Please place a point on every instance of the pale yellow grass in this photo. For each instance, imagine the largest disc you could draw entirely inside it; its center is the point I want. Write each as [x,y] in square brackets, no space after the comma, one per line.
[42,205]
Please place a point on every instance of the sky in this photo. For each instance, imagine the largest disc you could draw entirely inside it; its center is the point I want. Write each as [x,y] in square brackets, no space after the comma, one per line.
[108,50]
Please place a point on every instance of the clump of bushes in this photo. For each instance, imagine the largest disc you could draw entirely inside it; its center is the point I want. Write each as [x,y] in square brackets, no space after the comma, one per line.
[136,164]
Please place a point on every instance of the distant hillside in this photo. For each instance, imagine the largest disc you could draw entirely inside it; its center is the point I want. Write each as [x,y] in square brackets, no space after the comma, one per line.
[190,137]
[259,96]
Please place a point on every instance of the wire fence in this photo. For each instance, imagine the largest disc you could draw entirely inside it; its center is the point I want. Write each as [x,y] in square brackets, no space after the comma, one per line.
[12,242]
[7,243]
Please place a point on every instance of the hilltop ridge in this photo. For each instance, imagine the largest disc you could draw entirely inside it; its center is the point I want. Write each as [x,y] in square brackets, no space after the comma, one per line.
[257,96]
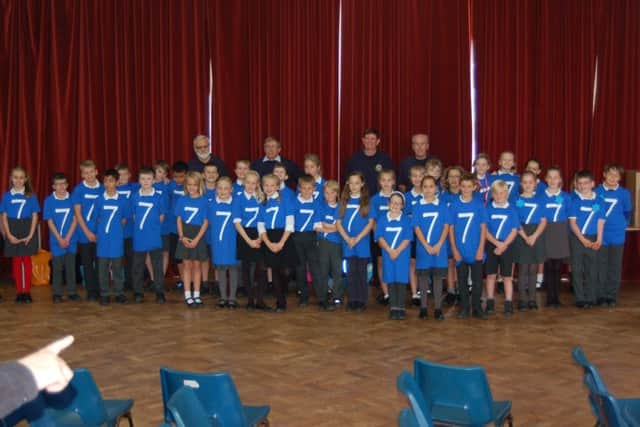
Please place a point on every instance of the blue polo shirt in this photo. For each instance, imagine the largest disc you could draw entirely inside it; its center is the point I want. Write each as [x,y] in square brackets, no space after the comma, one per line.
[618,212]
[85,196]
[587,212]
[61,212]
[110,212]
[431,218]
[502,220]
[395,231]
[222,233]
[353,223]
[146,211]
[467,220]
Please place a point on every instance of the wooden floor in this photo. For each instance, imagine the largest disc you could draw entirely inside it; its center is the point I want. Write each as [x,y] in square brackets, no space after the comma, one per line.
[334,369]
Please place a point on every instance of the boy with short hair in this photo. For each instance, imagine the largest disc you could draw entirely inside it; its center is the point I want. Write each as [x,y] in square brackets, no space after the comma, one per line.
[148,208]
[586,220]
[59,214]
[306,211]
[618,213]
[112,211]
[468,235]
[83,198]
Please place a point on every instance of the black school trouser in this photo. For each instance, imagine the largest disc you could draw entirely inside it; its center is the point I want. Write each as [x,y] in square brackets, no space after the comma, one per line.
[476,285]
[87,252]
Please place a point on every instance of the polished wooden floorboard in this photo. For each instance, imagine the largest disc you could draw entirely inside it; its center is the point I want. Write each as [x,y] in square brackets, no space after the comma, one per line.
[334,369]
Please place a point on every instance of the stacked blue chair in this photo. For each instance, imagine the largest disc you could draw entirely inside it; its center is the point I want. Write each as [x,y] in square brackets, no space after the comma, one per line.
[608,410]
[83,398]
[459,395]
[420,414]
[187,411]
[218,396]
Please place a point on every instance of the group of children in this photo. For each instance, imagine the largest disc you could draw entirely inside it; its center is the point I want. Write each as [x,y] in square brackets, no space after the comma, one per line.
[256,230]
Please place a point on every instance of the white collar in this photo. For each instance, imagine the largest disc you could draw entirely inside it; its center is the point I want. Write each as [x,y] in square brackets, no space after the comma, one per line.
[276,159]
[436,201]
[393,219]
[593,196]
[89,186]
[301,200]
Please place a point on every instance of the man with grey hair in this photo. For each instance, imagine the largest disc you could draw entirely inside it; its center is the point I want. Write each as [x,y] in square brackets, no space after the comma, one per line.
[204,156]
[420,147]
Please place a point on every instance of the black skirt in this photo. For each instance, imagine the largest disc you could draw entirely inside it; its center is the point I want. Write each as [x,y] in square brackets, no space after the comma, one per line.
[287,257]
[20,228]
[557,240]
[199,253]
[526,254]
[245,252]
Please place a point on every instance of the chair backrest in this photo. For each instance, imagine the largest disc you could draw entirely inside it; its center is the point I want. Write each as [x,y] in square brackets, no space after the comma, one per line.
[460,388]
[216,391]
[81,396]
[611,415]
[581,359]
[421,411]
[187,410]
[407,418]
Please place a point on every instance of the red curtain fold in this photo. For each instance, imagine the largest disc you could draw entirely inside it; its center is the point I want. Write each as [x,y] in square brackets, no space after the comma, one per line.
[405,69]
[112,81]
[275,74]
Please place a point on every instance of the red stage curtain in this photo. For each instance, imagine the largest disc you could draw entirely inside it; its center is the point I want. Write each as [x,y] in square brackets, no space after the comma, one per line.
[405,69]
[275,74]
[112,81]
[617,115]
[535,63]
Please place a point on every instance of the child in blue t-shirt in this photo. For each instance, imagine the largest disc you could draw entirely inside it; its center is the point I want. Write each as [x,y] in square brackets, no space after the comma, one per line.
[148,208]
[503,224]
[530,244]
[330,242]
[380,206]
[556,205]
[618,212]
[222,237]
[191,223]
[586,219]
[394,235]
[431,221]
[112,212]
[58,213]
[354,225]
[467,236]
[84,196]
[413,197]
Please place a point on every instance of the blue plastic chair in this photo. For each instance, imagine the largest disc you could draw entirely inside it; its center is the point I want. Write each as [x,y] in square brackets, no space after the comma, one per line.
[218,395]
[83,397]
[592,379]
[187,410]
[407,418]
[420,411]
[460,395]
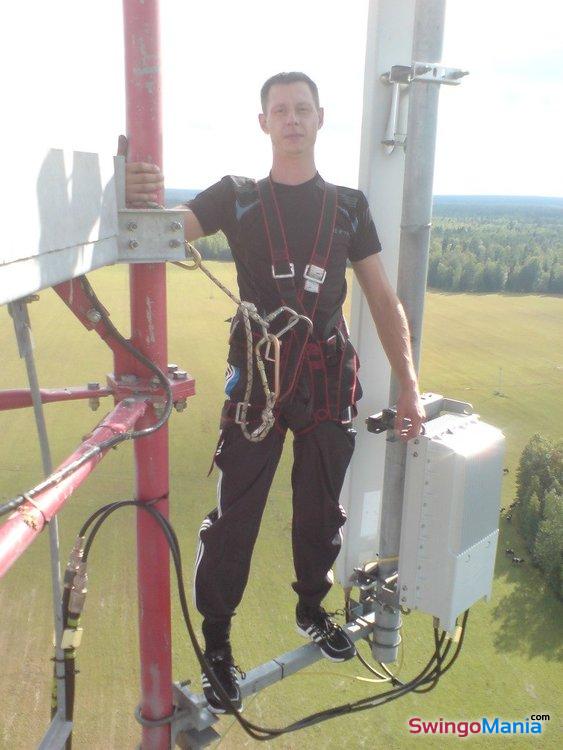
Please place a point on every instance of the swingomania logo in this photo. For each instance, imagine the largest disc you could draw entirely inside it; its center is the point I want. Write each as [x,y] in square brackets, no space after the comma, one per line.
[487,725]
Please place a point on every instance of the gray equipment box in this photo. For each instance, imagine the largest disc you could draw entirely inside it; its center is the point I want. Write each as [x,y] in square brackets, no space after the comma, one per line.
[449,527]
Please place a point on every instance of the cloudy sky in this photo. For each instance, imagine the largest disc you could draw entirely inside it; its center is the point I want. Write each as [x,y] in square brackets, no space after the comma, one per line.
[499,131]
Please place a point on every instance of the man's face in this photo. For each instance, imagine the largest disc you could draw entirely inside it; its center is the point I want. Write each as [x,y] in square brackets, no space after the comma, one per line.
[291,118]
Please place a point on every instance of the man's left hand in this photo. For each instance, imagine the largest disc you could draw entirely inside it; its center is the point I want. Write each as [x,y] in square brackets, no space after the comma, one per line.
[410,413]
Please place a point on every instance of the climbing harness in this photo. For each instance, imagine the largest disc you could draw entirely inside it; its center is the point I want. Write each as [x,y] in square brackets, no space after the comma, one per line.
[268,342]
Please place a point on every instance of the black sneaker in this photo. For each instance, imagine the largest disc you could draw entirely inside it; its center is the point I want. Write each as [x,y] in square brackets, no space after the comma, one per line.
[332,640]
[221,661]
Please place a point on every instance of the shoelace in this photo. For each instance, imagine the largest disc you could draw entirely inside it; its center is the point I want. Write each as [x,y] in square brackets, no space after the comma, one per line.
[324,623]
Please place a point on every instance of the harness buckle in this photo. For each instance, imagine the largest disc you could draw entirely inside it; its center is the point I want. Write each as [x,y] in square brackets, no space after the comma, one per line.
[348,416]
[238,414]
[314,276]
[282,275]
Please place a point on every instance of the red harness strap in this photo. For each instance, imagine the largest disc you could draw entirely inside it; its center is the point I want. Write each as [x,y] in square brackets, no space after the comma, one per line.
[305,299]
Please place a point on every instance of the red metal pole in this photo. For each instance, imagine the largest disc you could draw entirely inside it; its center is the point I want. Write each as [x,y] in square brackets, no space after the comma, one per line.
[28,521]
[148,333]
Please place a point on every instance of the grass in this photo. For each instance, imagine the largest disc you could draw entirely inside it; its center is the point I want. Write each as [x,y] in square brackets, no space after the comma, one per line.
[511,662]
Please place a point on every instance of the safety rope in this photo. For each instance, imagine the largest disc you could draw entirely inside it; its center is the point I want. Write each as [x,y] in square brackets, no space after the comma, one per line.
[269,340]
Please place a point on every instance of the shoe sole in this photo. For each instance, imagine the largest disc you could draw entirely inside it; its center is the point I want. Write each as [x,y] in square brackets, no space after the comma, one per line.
[304,634]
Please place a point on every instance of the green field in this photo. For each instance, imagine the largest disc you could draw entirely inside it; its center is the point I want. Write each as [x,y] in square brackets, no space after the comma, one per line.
[511,663]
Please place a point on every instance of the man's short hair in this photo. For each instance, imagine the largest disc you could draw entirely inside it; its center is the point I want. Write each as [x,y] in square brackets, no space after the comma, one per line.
[293,77]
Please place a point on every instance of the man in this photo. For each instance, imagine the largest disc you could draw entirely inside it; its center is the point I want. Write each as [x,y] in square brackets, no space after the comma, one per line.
[291,235]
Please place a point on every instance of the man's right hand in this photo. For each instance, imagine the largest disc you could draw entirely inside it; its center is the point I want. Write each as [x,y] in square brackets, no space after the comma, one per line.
[143,184]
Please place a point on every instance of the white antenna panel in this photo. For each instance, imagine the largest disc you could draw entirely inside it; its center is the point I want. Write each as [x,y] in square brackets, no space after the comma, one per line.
[63,104]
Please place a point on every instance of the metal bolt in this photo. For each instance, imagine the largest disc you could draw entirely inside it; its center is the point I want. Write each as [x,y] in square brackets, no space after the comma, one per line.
[93,316]
[159,408]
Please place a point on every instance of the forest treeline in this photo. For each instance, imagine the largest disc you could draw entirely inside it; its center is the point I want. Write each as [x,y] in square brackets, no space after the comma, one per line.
[481,244]
[539,506]
[494,245]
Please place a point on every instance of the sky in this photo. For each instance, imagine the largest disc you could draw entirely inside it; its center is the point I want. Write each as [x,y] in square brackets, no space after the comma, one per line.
[499,132]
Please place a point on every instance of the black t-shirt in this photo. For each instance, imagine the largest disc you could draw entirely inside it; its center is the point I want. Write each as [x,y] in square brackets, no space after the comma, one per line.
[232,205]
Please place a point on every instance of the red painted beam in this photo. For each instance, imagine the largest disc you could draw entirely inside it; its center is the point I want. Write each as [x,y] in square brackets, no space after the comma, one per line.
[19,398]
[148,333]
[28,521]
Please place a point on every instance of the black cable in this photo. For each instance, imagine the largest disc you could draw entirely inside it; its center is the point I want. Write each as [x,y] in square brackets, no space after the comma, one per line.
[429,676]
[56,477]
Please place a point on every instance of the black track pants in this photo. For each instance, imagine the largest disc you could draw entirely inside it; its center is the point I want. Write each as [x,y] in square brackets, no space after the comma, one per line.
[228,533]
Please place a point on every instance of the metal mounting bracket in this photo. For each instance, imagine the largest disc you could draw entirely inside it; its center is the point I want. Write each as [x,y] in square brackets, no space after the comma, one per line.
[400,77]
[147,235]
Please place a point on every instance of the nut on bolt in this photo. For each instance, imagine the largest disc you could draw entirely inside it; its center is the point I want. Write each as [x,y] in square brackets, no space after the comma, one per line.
[94,402]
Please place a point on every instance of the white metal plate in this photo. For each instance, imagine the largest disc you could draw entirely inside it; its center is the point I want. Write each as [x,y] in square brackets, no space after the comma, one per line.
[67,227]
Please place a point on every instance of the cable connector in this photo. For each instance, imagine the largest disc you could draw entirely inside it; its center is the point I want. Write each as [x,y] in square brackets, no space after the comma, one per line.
[74,562]
[79,590]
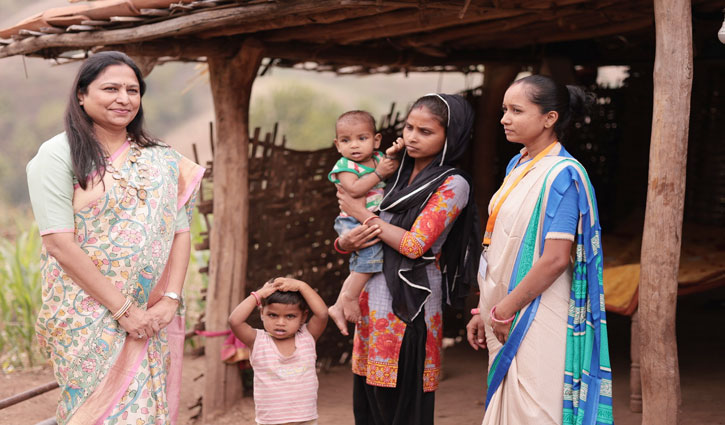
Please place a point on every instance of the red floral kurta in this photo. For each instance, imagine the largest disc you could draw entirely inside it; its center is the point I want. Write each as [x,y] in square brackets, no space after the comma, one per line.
[379,335]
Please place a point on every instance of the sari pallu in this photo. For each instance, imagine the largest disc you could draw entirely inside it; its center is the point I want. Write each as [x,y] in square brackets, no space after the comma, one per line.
[105,376]
[565,344]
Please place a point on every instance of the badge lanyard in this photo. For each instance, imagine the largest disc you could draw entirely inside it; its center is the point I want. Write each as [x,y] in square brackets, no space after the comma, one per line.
[499,201]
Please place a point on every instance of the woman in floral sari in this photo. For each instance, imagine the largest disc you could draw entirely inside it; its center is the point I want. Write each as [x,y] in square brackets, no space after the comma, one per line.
[113,206]
[430,232]
[542,317]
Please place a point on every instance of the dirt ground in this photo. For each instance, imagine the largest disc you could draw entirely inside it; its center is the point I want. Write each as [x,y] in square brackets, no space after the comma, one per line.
[701,336]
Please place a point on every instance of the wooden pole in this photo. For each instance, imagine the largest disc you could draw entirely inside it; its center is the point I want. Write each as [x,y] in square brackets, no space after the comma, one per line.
[231,85]
[662,235]
[496,79]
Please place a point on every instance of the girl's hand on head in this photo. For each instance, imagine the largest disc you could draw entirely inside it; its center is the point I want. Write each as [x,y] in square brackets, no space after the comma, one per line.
[287,284]
[360,237]
[269,288]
===============
* PROBLEM STATEMENT: Repeat only the stretch of lines starting at the one containing "Please place a point on every instance of the sari" and running to the final line of the entries above.

* CORRECT OUTPUT:
Please place a point on every instance of the sari pallu in this photo. For each instance, imagine the largest disc you could draw entirely inside it; its center is the point I want. Write each as [x,y] in square brackets, no space after the comma, one per line.
[105,376]
[565,344]
Please place a point on every instance of the badge lanyard in this photo. For each instance, imagine the largest disc you could draw entirely inside it; its center is the point I want. Write each as [x,y] in square brackets, no space after the comma, one per line.
[499,201]
Please place a point on every instance of the woman in floral sari in this photo. For each instance, imagine the largest disc you could draw entirely inside it; its center is the point I want. Write each as [x,y] in square brackets, no space after the comma, one per line.
[113,206]
[430,232]
[542,317]
Please place a point on every instance of the dirt ground in this photo. For each instance, imagine the largest disc you could draw entirely inside it; its center is the point I want. Write each as [x,y] in square brackets, no space after the comma, one per line.
[701,336]
Please place a point on every instance of the wooden pole in this photo. For each instance, imagine the largest disc you could draw entirely inside it; its center is the point I want. Write each as [x,y] in square brackets, no space after the comma, one per line.
[231,85]
[662,235]
[496,79]
Please place a point on every instance of the girl's hand on head in this photo. For each instance, imagine the largest disc you could draw entirely inside it; its center is the point I want. Write each as [x,y] in square brackets, no space after the comma, one per line.
[287,284]
[360,237]
[269,288]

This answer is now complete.